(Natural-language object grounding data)
+++++

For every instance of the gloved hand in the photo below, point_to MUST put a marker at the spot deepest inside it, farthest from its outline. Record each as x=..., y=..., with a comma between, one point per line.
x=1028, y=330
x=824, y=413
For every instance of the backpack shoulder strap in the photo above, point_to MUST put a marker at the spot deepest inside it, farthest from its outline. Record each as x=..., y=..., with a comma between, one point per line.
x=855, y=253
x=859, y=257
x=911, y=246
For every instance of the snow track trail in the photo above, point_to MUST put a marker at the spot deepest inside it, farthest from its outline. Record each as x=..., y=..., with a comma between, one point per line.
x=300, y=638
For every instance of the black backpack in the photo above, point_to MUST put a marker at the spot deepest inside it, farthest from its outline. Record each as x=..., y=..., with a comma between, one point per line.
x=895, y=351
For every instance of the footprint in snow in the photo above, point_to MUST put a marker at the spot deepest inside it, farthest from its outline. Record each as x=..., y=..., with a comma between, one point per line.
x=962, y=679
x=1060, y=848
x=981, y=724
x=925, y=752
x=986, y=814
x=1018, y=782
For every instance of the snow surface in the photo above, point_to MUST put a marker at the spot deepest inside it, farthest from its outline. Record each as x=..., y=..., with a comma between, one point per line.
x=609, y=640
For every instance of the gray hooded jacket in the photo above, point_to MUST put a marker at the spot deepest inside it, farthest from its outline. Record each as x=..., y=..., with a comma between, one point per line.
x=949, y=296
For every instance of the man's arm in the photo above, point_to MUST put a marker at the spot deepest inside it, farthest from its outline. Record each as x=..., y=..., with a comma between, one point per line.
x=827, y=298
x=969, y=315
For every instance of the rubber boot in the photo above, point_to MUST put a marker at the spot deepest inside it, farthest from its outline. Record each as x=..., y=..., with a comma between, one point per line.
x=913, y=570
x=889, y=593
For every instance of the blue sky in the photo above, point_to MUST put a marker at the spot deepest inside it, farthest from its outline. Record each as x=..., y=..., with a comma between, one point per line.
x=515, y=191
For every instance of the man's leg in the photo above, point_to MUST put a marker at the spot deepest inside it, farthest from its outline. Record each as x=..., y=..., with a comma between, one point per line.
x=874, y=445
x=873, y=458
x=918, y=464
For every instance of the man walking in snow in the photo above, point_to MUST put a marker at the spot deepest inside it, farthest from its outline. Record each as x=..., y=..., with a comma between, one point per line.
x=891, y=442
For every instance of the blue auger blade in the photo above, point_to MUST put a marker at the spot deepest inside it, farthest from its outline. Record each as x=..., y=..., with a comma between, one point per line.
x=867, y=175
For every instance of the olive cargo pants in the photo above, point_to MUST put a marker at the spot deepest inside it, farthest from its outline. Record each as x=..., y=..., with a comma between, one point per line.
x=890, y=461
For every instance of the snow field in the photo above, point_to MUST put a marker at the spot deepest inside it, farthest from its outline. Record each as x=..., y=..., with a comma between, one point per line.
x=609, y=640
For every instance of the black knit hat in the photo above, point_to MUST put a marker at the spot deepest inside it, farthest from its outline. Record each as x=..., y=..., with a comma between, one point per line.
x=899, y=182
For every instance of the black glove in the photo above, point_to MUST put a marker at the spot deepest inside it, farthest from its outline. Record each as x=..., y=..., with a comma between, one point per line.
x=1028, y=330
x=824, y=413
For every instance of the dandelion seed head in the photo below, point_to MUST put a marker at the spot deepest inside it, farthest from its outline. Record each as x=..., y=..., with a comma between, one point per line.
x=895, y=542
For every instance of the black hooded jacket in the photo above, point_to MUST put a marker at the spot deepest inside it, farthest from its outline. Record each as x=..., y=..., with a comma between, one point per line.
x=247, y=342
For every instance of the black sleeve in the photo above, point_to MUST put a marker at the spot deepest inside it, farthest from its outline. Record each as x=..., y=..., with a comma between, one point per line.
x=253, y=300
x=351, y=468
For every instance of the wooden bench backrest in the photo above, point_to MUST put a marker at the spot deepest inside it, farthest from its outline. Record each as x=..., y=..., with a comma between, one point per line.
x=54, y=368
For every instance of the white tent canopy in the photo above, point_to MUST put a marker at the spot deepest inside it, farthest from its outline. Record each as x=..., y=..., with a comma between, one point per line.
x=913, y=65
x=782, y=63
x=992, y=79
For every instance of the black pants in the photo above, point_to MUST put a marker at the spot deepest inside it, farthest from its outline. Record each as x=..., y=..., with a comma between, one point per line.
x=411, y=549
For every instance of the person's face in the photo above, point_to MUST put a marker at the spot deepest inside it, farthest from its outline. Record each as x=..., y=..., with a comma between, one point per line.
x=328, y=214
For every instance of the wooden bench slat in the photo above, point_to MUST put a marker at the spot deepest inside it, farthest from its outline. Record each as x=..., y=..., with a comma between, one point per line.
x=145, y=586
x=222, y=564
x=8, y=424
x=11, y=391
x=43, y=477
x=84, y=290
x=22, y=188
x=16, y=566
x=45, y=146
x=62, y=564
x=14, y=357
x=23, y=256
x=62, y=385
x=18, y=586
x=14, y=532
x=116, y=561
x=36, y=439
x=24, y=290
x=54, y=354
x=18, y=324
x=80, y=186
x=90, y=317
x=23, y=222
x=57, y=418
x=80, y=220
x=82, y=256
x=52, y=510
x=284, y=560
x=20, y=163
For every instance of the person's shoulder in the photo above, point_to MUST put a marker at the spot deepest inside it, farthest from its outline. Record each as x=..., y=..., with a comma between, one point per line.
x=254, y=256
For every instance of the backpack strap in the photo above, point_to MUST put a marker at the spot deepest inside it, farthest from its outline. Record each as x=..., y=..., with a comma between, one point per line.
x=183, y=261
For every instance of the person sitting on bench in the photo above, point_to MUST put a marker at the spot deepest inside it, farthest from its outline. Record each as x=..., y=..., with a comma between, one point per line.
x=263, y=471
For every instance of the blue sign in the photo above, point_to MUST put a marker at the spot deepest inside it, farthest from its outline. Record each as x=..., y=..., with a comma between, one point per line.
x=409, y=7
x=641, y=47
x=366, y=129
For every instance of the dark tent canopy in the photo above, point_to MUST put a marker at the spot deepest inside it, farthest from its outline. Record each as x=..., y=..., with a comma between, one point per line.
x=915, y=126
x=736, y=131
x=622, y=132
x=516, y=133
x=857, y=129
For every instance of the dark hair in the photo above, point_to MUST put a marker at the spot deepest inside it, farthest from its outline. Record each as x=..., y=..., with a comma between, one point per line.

+++++

- [EXERCISE REQUIREMENTS] Every line of the data should be copied exactly.

- [RESPONSE BOX]
For every instance of the gloved hand in the photo below, point_to MUST put a marker at the spot deepest inside it, farthest from its outline. Record each as x=..., y=..., with a comma between, one point per line.
x=1028, y=330
x=824, y=413
For every instance of the backpack shoulder strap in the photo above, point_to MUST put a marker at the spot deepest inside it, farthest from its outline. Record each as x=..., y=..., with a comma between, one point per line.
x=855, y=253
x=859, y=257
x=911, y=246
For every instance of the snow track trail in the photo above, point_to MUST put a marker at the spot deepest inside it, farthest from its outline. Record each as x=..., y=..., with a comma between, one point per line.
x=300, y=638
For every instance of the black backpack in the photo above, point_to MUST put a marker at the spot deepest inside it, farthest from its outline. Record each as x=..., y=..., with a comma between, one point per line.
x=895, y=351
For every instance of the footprint in snow in the photo above, point_to MUST put a marker at the spot deepest inside it, farthest from its outline. Record each as x=..., y=..., with a comma between, one point per line.
x=962, y=679
x=1060, y=848
x=981, y=724
x=925, y=752
x=986, y=814
x=1018, y=782
For every instance of the snow surface in the photo above, point_to MUST put a marker at the spot deepest inside it, farthest from its outline. Record each as x=..., y=..., with a comma between, one point per line.
x=609, y=640
For every instance of the gray hooded jacket in the photo above, point_to MUST put a marker at the spot deepest inside it, farthest from its outline. Record each as x=..., y=..., with a comma between, one point per line.
x=949, y=296
For every instance of the man's arm in the photo above, point_to MUST put a marker at the spot deepest inside it, farthest from its outline. Record each as x=..., y=..., with a comma between, one point per line.
x=827, y=298
x=969, y=315
For every instance of the rubber boot in the photo above, point_to MUST put a marker at the spot deepest inside it, farthest from its outline. Record each as x=..., y=..., with a comma between, one point per line.
x=913, y=570
x=889, y=593
For every instance of the blue sky in the photo above, point_to MUST put a marker at the spot deepest inside it, farthest from its outline. Record each as x=..., y=..., with a comma between, one point per line.
x=515, y=191
For every instance of the man's leg in the photo above, point_to MUST put a marker at the spot deepest inside it, farthest from its outline. Record each as x=..., y=..., with a comma between, one point per line.
x=874, y=445
x=873, y=458
x=918, y=464
For every instance of the man walking in snow in the photo above, point_to MUST put a marker at the spot deepest inside it, farthest from its outline. Record each as x=..., y=..., with a comma between, one point per line.
x=891, y=442
For every instance of the blue auger blade in the photo above, point_to MUST put a marker at the spot deepest inside it, farthest from its outline. Record each as x=..., y=..., with a comma between, one point per line.
x=867, y=175
For every instance of the olive cargo pants in the photo above, point_to MUST put a marker at the spot deepest inside it, farthest from its outline. Record each as x=..., y=..., with a comma between, one point per line.
x=890, y=461
For every instance of the snow field in the photo above, point_to MUST put a marker at the spot deepest inside it, farthest from its outline. Record each as x=..., y=..., with a comma between, one point per line.
x=609, y=640
For every instance of the black knit hat in the photo above, point_to MUST put a marker at the spot deepest inside it, farthest from its outline. Record each as x=..., y=..., with a comma between, one point per line.
x=899, y=182
For every instance of the black glove in the photo above, point_to MUST put a marker at the spot deepest inside it, farthest from its outline. Record each as x=..., y=..., with a comma between, one point per line.
x=1028, y=330
x=824, y=413
For every instance of the dandelion seed head in the photo below, point_to MUST put a marker at the spot deepest inside it, farthest from its outline. Record each as x=..., y=..., with a comma between, one point per line.
x=895, y=542
For every instance of the black hooded jacket in the photo above, point_to MUST put a marker at the spot deepest inside it, farthest from its outline. Record each as x=..., y=..., with a comma between, one point per line.
x=247, y=342
For every instance of the black sleeve in the photo above, point_to MUST put a marker at the spot deepest inside it, farthest from its outline. Record each as x=..., y=..., with a comma between, one point per line.
x=253, y=300
x=351, y=468
For every instance of the wooden bench backrest in the photo above, point_to MUST put a marker at the spot deepest inside it, farthest from its outline. Record each as x=..., y=..., with a comma between, one point per line.
x=54, y=368
For every instance of the white tent canopy in the photo above, point_to MUST put a marker at the spot deepest inside it, farthest from its outline. Record each as x=..., y=..., with a comma between, one point per line.
x=913, y=65
x=782, y=63
x=992, y=79
For every instance of the black pants in the photo above, point_to MUST put a marker at the spot deepest inside it, farthest from its outline. Record each as x=..., y=..., with a comma between, one point per line.
x=411, y=549
For every instance of the person's face in the photo above, point_to MUST put a marker at the spot deepest inside it, farthest from its outline. Record each as x=..., y=..., with a comma between, one point per line.
x=328, y=214
For every instance of the wooden bench slat in the photo above, point_to MUST put a marker at the spot deepest inside it, farthest from its outline. Record each as x=..., y=..., with a comma between, one point per line.
x=145, y=586
x=222, y=564
x=8, y=424
x=11, y=391
x=43, y=477
x=84, y=290
x=22, y=188
x=16, y=566
x=45, y=146
x=62, y=564
x=14, y=357
x=23, y=256
x=62, y=385
x=18, y=586
x=14, y=532
x=116, y=561
x=36, y=439
x=24, y=290
x=54, y=354
x=18, y=324
x=80, y=186
x=90, y=317
x=23, y=222
x=57, y=418
x=80, y=220
x=82, y=256
x=52, y=510
x=284, y=560
x=20, y=163
For every instance of the person's shoulder in the photo above, point_to MUST put a marker at the spot deepest inside it, farthest from its outline. Record each as x=..., y=..., with a comma between, one point per line.
x=254, y=256
For every instance of the backpack strap in the photo above, point_to MUST put a marker at the spot deepest inside it, farthest from its outline. Record each as x=..., y=..., with a comma between, one point per line.
x=183, y=261
For every instance of the person sitting on bench in the photo above, point_to MUST put a marker at the spot deepest inside it, farthest from its outline. Record each as x=..., y=..., with a comma between, one point per line.
x=263, y=471
For every instance of the blue sign in the photo above, point_to MUST put a marker at the spot deepest inside it, farthest from its outline. Record each as x=..., y=..., with a comma between, one point per line.
x=409, y=7
x=641, y=47
x=366, y=129
For every instance of the dark tent canopy in the photo above, point_to MUST put a marker at the spot deepest inside it, farthest from its outline. Record each as x=..., y=..., with a comma between, one point per line.
x=915, y=126
x=736, y=131
x=622, y=132
x=516, y=133
x=857, y=129
For every instance of the dark hair in the photo above, point_to MUST put a marker at the spot deepest inside it, farthest from its outline. Record each as x=..., y=..., with a comma between, one point per line.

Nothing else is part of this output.